As crescentes dificuldades de liquidez funcionam como um sinal de alerta, tal como um vulcão que dá sinais antes de entrar em erupção.

O spread — isto é, a diferença — entre a SOFR (Secured Overnight Financing Rate, a principal taxa de juro diária do mercado monetário norte-americano) e o limite superior das Fed Funds Rate tem vindo a aumentar, sendo mais visível, obviamente, na SOFR do percentil 99.

Esta taxa reflete o custo de financiamento das instituições que, em determinado momento, enfrentam maiores dificuldades em aceder à liquidez. Quanto mais elevada estiver a SOFR — em particular a do percentil 99 — e, sobretudo, quando se encontra acima do limite superior das Fed Funds Rate, maior é o stress financeiro no sistema. O mesmo fenómeno, embora menos visível, tem-se observado também na SOFR do percentil 75 e, em menor grau, nos percentis 25 e 1, uma vez que estes dois últimos correspondem às operações com melhores garantias de pagamento. Os quatro percentis mais utilizados como referência no mercado são precisamente os percentis 1, 25, 75 e 99.

Mesmo durante a crise bancária regional de março de 2023, este indicador, que corresponde à diferença entre a SOFR e o limite superior do intervalo das taxas de juro do banco central dos EUA, não registou qualquer sinal relevante de dificuldades de liquidez. Na altura, a Reserva Federal interveio com mecanismos de emergência para fornecer liquidez através de empréstimos temporários, mas sem recorrer a políticas de Quantitative Easing (QE).

(Dados de localização com um ponto por instância)
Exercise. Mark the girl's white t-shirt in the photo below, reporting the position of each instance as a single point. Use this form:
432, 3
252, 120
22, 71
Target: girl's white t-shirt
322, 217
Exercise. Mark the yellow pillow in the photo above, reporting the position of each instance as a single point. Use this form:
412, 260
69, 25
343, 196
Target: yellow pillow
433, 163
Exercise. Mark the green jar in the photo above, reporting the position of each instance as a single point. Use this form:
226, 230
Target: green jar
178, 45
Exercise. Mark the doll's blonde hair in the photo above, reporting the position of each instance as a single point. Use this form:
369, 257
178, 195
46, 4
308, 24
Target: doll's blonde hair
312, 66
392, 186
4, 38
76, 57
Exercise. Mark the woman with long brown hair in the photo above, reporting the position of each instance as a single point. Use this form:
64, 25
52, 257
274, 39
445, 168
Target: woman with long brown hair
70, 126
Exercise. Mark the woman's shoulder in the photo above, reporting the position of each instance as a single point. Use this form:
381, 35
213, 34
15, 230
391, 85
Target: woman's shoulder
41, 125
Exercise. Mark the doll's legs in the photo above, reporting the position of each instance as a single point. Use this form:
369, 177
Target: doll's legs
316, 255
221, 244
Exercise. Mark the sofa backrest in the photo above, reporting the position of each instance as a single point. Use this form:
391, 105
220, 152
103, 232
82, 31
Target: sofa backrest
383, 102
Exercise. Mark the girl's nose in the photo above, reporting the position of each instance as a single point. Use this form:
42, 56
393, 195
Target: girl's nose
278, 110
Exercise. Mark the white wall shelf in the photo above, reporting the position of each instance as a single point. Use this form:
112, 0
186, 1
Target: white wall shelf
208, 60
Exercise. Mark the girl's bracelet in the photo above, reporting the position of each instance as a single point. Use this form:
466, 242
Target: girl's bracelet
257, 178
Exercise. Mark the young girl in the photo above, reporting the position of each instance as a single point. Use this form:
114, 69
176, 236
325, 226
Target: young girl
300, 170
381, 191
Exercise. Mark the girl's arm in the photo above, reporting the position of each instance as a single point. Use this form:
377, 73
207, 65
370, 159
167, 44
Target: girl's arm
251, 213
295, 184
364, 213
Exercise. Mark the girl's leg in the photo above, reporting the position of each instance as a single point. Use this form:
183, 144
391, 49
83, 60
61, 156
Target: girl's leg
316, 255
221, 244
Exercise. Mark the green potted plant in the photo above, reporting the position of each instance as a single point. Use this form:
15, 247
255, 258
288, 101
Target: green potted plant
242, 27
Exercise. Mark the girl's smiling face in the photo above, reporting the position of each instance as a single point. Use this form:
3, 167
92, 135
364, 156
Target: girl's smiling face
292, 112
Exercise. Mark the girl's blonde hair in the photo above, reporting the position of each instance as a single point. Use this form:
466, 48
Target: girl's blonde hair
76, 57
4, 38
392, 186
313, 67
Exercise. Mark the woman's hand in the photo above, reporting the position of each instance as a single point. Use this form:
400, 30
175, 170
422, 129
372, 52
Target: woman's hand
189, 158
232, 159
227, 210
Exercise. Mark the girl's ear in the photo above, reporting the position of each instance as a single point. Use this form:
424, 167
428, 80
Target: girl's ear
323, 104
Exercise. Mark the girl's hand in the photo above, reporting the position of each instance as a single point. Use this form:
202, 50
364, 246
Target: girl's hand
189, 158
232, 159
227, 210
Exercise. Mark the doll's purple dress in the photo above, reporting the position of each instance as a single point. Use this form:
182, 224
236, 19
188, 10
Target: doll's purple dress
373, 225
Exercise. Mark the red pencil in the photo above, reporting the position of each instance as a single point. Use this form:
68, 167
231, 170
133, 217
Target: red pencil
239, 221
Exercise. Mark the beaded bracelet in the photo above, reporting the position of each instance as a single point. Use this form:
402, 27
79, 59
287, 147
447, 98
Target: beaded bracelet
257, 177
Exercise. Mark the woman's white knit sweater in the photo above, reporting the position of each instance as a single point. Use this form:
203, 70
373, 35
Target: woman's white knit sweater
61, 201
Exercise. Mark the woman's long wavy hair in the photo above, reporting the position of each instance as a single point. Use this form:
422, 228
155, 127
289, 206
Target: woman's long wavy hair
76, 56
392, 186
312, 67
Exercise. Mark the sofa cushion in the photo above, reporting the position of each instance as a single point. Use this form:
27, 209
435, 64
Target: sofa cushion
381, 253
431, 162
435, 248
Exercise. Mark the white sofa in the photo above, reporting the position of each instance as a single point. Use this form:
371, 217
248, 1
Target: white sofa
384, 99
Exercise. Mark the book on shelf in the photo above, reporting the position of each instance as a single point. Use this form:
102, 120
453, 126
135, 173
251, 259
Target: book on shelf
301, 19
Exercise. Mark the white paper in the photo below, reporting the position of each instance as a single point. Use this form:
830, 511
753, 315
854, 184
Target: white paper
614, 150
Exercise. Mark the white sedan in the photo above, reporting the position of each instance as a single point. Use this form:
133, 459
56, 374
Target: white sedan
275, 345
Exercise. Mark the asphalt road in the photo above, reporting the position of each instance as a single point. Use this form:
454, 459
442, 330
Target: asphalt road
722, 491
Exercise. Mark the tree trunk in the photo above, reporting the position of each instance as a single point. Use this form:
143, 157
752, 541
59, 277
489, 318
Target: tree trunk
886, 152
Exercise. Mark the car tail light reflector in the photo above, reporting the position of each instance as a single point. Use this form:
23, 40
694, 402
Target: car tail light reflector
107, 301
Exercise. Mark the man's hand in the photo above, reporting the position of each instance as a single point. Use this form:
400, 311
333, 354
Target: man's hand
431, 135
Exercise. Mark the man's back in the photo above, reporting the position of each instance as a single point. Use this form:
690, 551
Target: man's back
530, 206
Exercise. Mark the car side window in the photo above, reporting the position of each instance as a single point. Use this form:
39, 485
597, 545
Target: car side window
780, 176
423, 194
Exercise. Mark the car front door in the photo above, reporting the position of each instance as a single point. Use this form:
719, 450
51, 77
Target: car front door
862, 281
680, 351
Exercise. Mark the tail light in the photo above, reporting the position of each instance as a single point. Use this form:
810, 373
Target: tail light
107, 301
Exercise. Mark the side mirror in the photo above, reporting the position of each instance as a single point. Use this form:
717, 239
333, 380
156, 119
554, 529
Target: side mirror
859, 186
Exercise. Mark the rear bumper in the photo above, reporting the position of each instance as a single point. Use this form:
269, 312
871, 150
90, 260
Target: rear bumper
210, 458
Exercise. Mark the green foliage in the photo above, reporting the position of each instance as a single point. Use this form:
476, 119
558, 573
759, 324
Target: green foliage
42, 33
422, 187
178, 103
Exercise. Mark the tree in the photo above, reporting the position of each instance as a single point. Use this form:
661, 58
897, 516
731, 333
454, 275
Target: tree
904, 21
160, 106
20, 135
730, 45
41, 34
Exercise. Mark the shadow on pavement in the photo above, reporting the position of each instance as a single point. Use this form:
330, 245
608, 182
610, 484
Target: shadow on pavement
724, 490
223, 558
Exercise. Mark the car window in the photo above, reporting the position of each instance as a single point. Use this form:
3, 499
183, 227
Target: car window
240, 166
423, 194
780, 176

==

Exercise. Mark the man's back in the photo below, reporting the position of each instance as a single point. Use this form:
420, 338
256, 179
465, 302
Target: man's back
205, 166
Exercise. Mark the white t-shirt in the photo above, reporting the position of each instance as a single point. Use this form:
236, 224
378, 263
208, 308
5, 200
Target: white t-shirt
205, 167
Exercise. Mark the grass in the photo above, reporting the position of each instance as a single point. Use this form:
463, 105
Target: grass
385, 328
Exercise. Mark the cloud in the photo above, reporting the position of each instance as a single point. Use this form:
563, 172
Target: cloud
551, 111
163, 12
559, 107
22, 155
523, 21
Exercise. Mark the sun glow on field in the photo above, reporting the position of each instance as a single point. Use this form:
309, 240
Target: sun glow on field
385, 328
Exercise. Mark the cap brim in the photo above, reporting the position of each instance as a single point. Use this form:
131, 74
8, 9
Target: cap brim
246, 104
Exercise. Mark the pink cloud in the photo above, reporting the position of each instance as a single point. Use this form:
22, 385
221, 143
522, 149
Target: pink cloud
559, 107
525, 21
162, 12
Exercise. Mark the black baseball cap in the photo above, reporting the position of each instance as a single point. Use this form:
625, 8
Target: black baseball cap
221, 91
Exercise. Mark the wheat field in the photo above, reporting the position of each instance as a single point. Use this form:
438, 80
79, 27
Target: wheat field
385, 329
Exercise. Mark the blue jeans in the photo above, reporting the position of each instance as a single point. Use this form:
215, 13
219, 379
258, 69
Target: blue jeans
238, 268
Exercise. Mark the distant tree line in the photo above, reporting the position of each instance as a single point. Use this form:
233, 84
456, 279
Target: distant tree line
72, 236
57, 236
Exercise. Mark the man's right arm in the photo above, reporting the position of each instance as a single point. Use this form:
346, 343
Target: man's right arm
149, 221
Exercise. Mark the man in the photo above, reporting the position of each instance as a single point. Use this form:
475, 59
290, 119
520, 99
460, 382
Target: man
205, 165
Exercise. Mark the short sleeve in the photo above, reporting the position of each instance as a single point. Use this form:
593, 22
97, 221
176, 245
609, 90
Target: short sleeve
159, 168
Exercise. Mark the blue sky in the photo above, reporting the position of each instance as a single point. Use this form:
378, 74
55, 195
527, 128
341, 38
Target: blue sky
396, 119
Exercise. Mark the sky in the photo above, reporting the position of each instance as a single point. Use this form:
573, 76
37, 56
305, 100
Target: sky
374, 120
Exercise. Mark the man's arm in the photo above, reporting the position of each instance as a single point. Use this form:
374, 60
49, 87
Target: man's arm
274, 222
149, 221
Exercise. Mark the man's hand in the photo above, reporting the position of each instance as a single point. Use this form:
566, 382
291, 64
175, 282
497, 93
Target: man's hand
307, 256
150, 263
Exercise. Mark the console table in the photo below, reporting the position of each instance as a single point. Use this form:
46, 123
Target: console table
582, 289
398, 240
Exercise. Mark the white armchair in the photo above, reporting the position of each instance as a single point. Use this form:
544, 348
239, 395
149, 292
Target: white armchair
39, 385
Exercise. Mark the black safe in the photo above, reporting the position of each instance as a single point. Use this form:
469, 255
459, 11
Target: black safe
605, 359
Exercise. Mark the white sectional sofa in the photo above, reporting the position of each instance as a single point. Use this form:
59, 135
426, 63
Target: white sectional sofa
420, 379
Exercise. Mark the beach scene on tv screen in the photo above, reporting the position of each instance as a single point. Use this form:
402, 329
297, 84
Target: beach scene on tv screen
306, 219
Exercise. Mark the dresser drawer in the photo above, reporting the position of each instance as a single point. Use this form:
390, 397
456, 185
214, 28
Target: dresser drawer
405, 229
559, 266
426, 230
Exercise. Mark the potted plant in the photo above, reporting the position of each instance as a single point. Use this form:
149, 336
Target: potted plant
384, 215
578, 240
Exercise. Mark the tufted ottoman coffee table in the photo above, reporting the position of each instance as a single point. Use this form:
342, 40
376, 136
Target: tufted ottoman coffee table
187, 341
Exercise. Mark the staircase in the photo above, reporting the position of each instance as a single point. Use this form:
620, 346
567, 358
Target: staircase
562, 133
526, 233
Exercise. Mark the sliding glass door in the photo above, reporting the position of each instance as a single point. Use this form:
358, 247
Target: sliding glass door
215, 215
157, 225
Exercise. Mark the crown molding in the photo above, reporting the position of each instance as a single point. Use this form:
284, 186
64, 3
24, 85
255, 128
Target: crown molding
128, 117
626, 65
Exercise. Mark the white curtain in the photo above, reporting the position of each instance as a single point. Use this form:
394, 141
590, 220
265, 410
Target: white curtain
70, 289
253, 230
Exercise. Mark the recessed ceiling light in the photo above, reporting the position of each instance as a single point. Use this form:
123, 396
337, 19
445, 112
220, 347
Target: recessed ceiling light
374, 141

**INSTRUÇÕES DA TAREFA:**
Prossiga o texto sobre as dificuldades de liquidez e a SOFR a partir da última frase apresentada.

**RESPOSTA DA TAREFA:**
Pelo contrário, as reservas bancárias têm vindo a diminuir desde o início de 2022, quando a inflação obrigou não só à subida das taxas de juro como também ao início do Quantitative Tightening (QT), destinado a retirar do sistema parte da liquidez injetada durante a pandemia, um processo que se mantém até aos dias de hoje.

Atualmente, este aperto de liquidez pela Fed começa a traduzir-se em alguns sinais de dificuldade no mercado monetário. Excetuando situações pontuais, como os finais do mês, do trimestre ou do ano, quando os bancos ajustam os seus balanços, ou nas vésperas de reuniões da Fed, não se assistia a dificuldades de liquidez significativas desde março de 2020, nem sequer durante a crise bancária regional de 2023.

Contudo, esta versão 2.0 da crise bancária regional, surgida em meados deste mês de outubro, impulsionou a SOFR nos percentis mais elevados, em especial no percentil 99 (nos 4,33%), que ultrapassou de forma sustentada o limite superior do intervalo das Fed Funds Rate (4% a 4,25%). Já lá vão quase quinze dias de stress de liquidez, o que pode indiciar dificuldades mais persistentes, a menos que o movimento esteja apenas relacionado com a reunião da Fed de 29 de outubro ou com a paralisação parcial do governo dos EUA.

Se a SOFR, sobretudo a do percentil 99, continuar acima do limite superior das Fed Funds Rate, o risco de problemas de liquidez mais profundos aumentará, o que poderá travar a tendência de alta do S&P 500 e os sucessivos máximos históricos. O mercado tem sido impulsionado pelo entusiasmo em torno da inteligência artificial, que continua a sustentar não só as valorizações bolsistas, mas também o dinamismo da economia norte-americana. No entanto, as crescentes dificuldades de liquidez funcionam como um sinal de alerta, tal como um vulcão que dá sinais antes de entrar em erupção.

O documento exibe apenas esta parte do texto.